**THE TASK:**
Please copy out the material below word for word, leaving out the pictures.

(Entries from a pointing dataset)
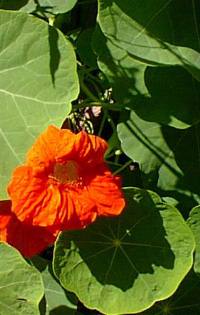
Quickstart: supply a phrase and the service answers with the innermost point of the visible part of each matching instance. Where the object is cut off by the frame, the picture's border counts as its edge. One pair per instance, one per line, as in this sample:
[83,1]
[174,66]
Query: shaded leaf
[38,82]
[21,287]
[168,95]
[123,265]
[45,6]
[194,223]
[185,301]
[56,299]
[152,31]
[168,157]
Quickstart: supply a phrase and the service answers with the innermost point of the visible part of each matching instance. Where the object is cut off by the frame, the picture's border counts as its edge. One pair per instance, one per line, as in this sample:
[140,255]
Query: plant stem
[122,167]
[105,114]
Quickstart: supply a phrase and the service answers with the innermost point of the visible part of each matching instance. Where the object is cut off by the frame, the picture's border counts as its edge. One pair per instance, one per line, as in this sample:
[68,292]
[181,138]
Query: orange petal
[29,240]
[81,210]
[105,190]
[51,143]
[34,200]
[5,217]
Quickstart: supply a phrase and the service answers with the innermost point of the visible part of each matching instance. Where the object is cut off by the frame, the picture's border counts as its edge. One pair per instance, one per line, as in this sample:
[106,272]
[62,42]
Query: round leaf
[37,84]
[123,265]
[149,31]
[21,287]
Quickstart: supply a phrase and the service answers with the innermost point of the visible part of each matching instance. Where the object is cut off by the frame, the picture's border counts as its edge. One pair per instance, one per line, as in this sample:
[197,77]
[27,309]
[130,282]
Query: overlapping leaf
[194,223]
[38,82]
[152,31]
[21,287]
[168,156]
[184,302]
[171,95]
[123,265]
[43,6]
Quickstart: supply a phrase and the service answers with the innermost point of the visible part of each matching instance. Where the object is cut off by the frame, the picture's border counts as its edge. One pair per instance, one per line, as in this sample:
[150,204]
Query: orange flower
[29,240]
[65,183]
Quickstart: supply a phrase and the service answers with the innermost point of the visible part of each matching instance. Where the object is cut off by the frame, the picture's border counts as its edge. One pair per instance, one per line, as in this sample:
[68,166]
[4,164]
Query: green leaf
[194,223]
[151,31]
[124,73]
[123,265]
[84,48]
[56,301]
[21,287]
[38,82]
[45,6]
[168,95]
[168,157]
[185,301]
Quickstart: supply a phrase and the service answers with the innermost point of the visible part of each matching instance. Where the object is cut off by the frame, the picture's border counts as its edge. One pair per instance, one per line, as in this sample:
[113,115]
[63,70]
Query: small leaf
[123,265]
[21,287]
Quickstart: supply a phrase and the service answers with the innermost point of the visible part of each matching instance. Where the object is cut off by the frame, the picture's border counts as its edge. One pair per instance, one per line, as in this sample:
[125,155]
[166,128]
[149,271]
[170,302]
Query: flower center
[66,173]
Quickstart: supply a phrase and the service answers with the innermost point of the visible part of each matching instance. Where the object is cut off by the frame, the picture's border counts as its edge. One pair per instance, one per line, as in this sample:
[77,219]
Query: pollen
[66,173]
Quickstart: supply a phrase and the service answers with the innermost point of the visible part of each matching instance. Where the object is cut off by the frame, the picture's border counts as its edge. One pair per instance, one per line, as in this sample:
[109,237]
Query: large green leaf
[123,265]
[185,301]
[168,95]
[194,223]
[45,6]
[21,287]
[154,31]
[167,156]
[56,300]
[38,82]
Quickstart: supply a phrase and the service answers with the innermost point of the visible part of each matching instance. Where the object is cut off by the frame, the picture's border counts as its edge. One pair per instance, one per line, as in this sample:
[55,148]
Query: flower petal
[52,143]
[105,190]
[29,240]
[34,200]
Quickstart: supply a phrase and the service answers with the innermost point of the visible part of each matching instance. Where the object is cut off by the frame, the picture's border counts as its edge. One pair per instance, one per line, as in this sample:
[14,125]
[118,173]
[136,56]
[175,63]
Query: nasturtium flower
[29,240]
[65,183]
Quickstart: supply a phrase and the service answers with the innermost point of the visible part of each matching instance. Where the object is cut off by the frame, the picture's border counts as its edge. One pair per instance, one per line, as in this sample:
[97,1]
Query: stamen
[66,173]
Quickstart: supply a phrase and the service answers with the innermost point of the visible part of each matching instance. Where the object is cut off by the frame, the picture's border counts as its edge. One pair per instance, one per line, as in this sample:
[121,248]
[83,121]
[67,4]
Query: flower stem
[122,167]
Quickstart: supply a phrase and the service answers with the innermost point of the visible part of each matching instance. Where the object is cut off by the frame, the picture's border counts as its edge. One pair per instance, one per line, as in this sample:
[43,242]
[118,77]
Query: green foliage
[163,155]
[43,6]
[138,66]
[38,82]
[120,266]
[55,300]
[21,287]
[194,223]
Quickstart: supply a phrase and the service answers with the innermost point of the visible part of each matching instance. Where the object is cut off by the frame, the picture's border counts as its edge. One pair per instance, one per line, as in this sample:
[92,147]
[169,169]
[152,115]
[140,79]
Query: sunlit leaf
[168,95]
[184,302]
[194,223]
[168,156]
[37,84]
[151,30]
[21,287]
[123,265]
[43,6]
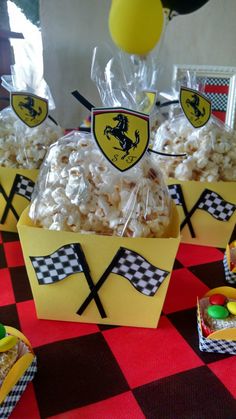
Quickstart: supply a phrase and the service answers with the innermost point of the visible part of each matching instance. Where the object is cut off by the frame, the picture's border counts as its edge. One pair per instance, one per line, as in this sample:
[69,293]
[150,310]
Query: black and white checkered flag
[144,276]
[24,186]
[175,193]
[57,266]
[215,205]
[8,404]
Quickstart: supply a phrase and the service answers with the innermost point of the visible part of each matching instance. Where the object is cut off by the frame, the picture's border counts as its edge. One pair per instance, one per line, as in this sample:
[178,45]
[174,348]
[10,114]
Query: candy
[231,306]
[218,299]
[7,343]
[217,312]
[2,331]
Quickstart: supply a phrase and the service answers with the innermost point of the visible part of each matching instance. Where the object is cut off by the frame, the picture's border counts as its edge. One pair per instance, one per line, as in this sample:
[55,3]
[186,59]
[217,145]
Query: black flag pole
[184,206]
[99,284]
[8,206]
[86,271]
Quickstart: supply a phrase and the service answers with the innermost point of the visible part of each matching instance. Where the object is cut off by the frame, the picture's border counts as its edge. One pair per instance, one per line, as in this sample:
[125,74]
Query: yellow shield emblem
[31,109]
[121,134]
[196,107]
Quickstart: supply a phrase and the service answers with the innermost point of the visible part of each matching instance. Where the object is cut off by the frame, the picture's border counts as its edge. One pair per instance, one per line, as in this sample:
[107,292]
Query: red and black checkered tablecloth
[90,371]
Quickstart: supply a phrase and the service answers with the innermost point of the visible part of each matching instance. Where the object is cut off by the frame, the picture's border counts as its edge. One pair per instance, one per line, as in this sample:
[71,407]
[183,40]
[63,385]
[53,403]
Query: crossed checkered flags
[70,259]
[209,201]
[21,186]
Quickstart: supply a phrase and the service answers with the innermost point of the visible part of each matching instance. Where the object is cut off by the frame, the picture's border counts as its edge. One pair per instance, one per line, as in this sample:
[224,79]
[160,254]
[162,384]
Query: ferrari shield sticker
[196,107]
[121,134]
[31,109]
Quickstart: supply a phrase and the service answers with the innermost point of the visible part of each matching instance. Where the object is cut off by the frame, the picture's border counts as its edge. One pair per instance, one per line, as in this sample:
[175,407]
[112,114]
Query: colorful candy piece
[217,312]
[2,331]
[7,343]
[218,299]
[231,306]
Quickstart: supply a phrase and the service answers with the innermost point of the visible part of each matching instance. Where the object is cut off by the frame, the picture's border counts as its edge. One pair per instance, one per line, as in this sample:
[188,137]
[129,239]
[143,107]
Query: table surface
[111,372]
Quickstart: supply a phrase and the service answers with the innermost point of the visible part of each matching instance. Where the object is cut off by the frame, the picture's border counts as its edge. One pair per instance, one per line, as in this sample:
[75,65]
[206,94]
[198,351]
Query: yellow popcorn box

**TASK RESULT:**
Quickstart: supply a phrase and the service answers with the innermost point of the visible part of each matching instance. Where the object is cut off by the frame, the picture's border counts as its edge. One pair per instance, one per line, as in this sample:
[83,1]
[174,66]
Query: shaded leaf
[38,82]
[21,287]
[168,95]
[123,265]
[45,6]
[194,223]
[185,301]
[56,299]
[152,31]
[168,157]
Quickstart: supply a phrase and the service answers with the innermost point of the visible part of each matching instance. Where the object is cut off by the frame, the picture's border counts as its edge. One pair per instance, one per line, as in this sample:
[140,255]
Query: plant stem
[122,167]
[105,114]
Quickstart: supply a phrase and the service answers with the innermost point of the visible part of each matching instance. Where the object is cut off by the frame, the picture's border counts as its edge. One pair per instance, one per line, as in this sample:
[68,292]
[181,138]
Query: orange petal
[29,240]
[81,210]
[105,190]
[51,143]
[34,200]
[5,217]
Quickstart: supply a phrase and the service answers with the innermost point of the visible part of each matching instance. Where the object is cut off by the frame, the picture's border counts as its edge. One pair per instance, one per line, as in this sample:
[106,272]
[62,42]
Query: round leaf
[37,84]
[123,265]
[149,31]
[21,287]
Quickstart: supply a phrase and the service answers with the innermost point of the visible part of each matching instance. Where the object is cut off by the frame, the picture's border counts as its edge. One pair per instance, one per line, as in this sample:
[197,77]
[27,309]
[130,282]
Query: overlapping leaf
[194,223]
[38,82]
[152,31]
[21,287]
[168,156]
[184,302]
[171,95]
[123,265]
[43,6]
Quickstart: supply a phrase and the service answers with the innermost point of the visible part of each matching instance. Where the object is cut off by the frame, the picture's border counts as its edge. One pair per instance, one per line, as in this sample:
[150,204]
Query: orange flower
[29,240]
[65,183]
Quickstart: supply a phrase and the service answers with the innermost point of the visible part of each matching instance. Where the object is cut off by the frame, the picture's border counts as its edge. One pair per instance, one per line, as in this sample:
[68,166]
[4,164]
Query: green leaf
[194,223]
[151,31]
[124,73]
[123,265]
[84,48]
[56,301]
[21,287]
[38,82]
[45,6]
[168,95]
[168,157]
[185,301]
Quickstart: supply a phrase and the service answers with the innermost point of the visible part of each matching instance. Where the object is cut off by the frame, the picture's border counts as its edge. One pair per instance, one per line, as in this sample:
[113,115]
[63,70]
Query: small leaf
[123,265]
[21,287]
Quickstart: supply a phrase and the service answers with the innermost point of the visible part of each matching instance. Where the object is cut off by the frame, the picture's border counts as its edge. One pair per instance, one per line, as in this sample:
[125,155]
[166,128]
[149,271]
[170,302]
Query: flower center
[66,173]
Quickstart: supply a phrase and the service answers with the innermost point of the visible part of each matching instance. Where the object is cut off by the frame, the picture's border counts as its edge. One pair per instance, one per line, as in this sample:
[77,219]
Query: pollen
[66,173]
Quickstart: supply a phrase and the service answers with the innermost point of the visible part of each matching instance. Where the object is cut off by the frame, the picture's border counts as its edge. One pair per instance, one per line, as in this sample:
[109,237]
Query: large green leaf
[123,265]
[185,301]
[168,95]
[194,223]
[45,6]
[21,287]
[154,31]
[167,156]
[56,300]
[38,82]
Quickstart: supply a phrase and the service answers with the innermost point of the visible part of each matching instance. Where the object is cut off by the frame, the picture's border counts as its edge. One pair per instance, one per line, as in this sample:
[55,148]
Query: flower petal
[52,143]
[105,190]
[29,240]
[34,200]
Quickstart: supply a phrase and the service answers with the innermost point of the visible part of each matching instance. Where the object is cut off by the frame, the picture's border counts as its edge. One pair per instance, one per line, as in this sample:
[14,125]
[118,173]
[136,56]
[175,63]
Query: nasturtium flower
[29,240]
[65,183]
Quickstart: supply a phrase and the service answers with the innermost point of the visible part of each matching instance. Where the object is cut off by the frame, the picture's border counts as its edge. One pair per instance, one per line, as in this sample:
[97,1]
Query: stamen
[66,173]
Quickstart: supply a phrase and the service answers with the innermost point of the visible part of each matching instance. Where the object is cut off by the frame, the picture's border counts as its edge. One pair per instance, one per line, as in this sample:
[121,248]
[83,121]
[67,4]
Query: flower stem
[122,167]
Quickstart: supply a phrase and the service answers with the innermost point of the visible part of each matching instance. Where the object is cut off by the frame, the picture's border counts as its edge. One pair per instance, one per line, as in this sample:
[43,242]
[118,77]
Query: green foliage
[163,155]
[43,6]
[138,66]
[38,82]
[120,266]
[55,300]
[21,287]
[194,223]
Quickstart: supply a phrase and the service answers with the innermost point of the visible part of each matching instance. Where the object is cut off by the frame, the picture's border counts as its edge. One pair per instance, one per line, as in this sample:
[92,147]
[169,169]
[152,115]
[140,79]
Query: sunlit leaf
[168,95]
[184,302]
[194,223]
[168,156]
[37,84]
[151,30]
[21,287]
[123,265]
[43,6]
Quickstart: supply a phrase and the service answers with the innermost point of the visible part of each matching instance. Where the object is cut off by the frame, the picture's border counts as its edge. One pair per instance, one per line, as in this sample:
[69,293]
[150,310]
Query: black and white checkered flag
[144,276]
[24,186]
[175,193]
[57,266]
[215,205]
[8,404]
Quickstart: supply a phrase and the service answers with the innermost point of the visible part of each matching instance. Where the object is cut off by the frame, the picture's border counts as its edge. One pair per instance, one per line, as in this sample:
[178,45]
[174,348]
[10,114]
Query: candy
[231,306]
[218,299]
[7,343]
[217,312]
[2,331]
Quickstart: supply a phrase and the service answers with the innermost point of the visible part of each matching instance. Where the object is cut off by the frame, the picture's border counts as its edge. One pair per instance, one per line, as in this sample:
[55,3]
[186,59]
[217,145]
Query: black flag pole
[184,206]
[99,284]
[8,206]
[86,271]
Quickstart: supply a phrase and the service answers with the innermost point of the visible part of each matching instance. Where the object is cut off by the frame, the picture's border counts as its edge. One pair per instance, one per line, as in this sample:
[125,74]
Query: yellow shield emblem
[31,109]
[121,134]
[196,107]
Quickstart: supply a phrase and the service answers with the innermost point of the visible part of each matching instance. Where the object is cut off by the frame, the picture's border counts as its edge. One pair per instance, one per line, as in this sample:
[107,292]
Query: red and black checkered tablecloth
[90,371]
Quickstart: supply a phrase and the service answers with the innermost point of the visible part of each matching instance. Where the object is cut off by the frame, the picture's border counts as its edge. One pair per instance, one per line, as in this sample:
[71,407]
[183,40]
[63,385]
[53,403]
Query: crossed checkered flags
[70,259]
[209,201]
[21,186]
Quickstart: supply a phrase and the service answers with the innermost point of the visible part of each matching instance. Where the object is cut off by the frame, the picture's border counts as its edge. One pair per instance, one per line, as in this sample:
[224,79]
[160,254]
[162,384]
Query: ferrari shield sticker
[196,107]
[121,134]
[31,109]
Quickstart: supply a phrase and the service answers with the innermost point of the visible part of each matching instance. Where the object is cut off by the frame, the picture's border counts as its edge. One pair per instance, one per line, as in this sample:
[175,407]
[112,114]
Query: colorful candy piece
[217,312]
[2,331]
[7,343]
[218,299]
[231,306]
Quickstart: supply a phrase and the service answers with the innermost point of the visible part of each matching instance. Where the object is cut off by the frame, the picture's border counts as its edge. One pair per instance, one per line, as in this sample:
[188,137]
[129,239]
[143,107]
Query: table surface
[111,372]
Quickstart: supply a phrase and the service answers with the innermost point of the visible part of each matching instance. Where the object is cut off by the frame, the picture's border counts as its edge. One pair per instance, one per line, as in this sample:
[75,65]
[206,94]
[198,351]
Query: yellow popcorn box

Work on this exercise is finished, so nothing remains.